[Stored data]
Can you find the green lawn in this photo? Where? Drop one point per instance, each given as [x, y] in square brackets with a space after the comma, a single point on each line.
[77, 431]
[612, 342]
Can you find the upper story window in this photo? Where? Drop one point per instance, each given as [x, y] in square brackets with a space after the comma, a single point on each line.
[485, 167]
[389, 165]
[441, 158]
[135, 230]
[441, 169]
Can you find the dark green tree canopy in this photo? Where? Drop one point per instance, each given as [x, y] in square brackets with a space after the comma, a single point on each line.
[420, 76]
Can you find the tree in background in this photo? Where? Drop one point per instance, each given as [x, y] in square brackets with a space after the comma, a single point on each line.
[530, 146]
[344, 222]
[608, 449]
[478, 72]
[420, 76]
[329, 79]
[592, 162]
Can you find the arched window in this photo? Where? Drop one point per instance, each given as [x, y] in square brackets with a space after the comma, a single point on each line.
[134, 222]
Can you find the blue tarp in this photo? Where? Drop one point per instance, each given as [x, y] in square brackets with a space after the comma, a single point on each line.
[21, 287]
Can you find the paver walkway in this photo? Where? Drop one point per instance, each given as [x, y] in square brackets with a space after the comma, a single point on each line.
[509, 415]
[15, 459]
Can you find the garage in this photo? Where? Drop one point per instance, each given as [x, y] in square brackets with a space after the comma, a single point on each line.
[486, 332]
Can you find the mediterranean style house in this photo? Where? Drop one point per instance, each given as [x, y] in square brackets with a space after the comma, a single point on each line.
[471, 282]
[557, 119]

▶ _What you need to do_
Write out each entry above exactly as it is written.

▶ _Response to this task_
Can you find the green lawn in this photo? Where? Drop one point per instance, each given as [x, y] in square brackets with a space after the comma, a single point on each line.
[77, 431]
[612, 342]
Can you find the upper story window in this photo? Where? Drop one point per instance, each given as [x, y] in square brackets with a space after the comma, a single point on each line.
[485, 167]
[389, 165]
[441, 158]
[135, 230]
[441, 169]
Can you find the dark green tree canopy in this photo? Where? Drop one point per instance, each given as [x, y] in square brackets with a space after the comma, a single point on each line.
[420, 76]
Can you find the tree in background in this photo? Where? Drop one point per instance, each given as [x, y] in square brackets with a space after the comma, a single point on each line.
[530, 146]
[344, 222]
[608, 449]
[478, 72]
[420, 76]
[329, 79]
[592, 162]
Can you find the arched window in this photo? Where? Drop one point per instance, each given as [x, y] in square brackets with a space after the comma, a single point on each line.
[134, 222]
Can you find the blue tarp in this photo? Where? Drop one point per instance, each given as [x, y] in square brackets with a space after the comma, a single point on each line.
[21, 287]
Can you find the paver walkway in this photo? Where? Drop one point per instance, each given as [x, y] in square brackets with a space after the comma, a single point on each line.
[509, 415]
[15, 459]
Can you find the garage in this photo? Where? Drop one point per instance, each given as [x, y] in square brackets with a space after the comma, a single point on each line.
[486, 332]
Can you find the mediterranean style house in this photo? Where? Drop one point per instance, each given as [x, y] in square brackets with a space after the comma, a single point on each line.
[471, 282]
[557, 119]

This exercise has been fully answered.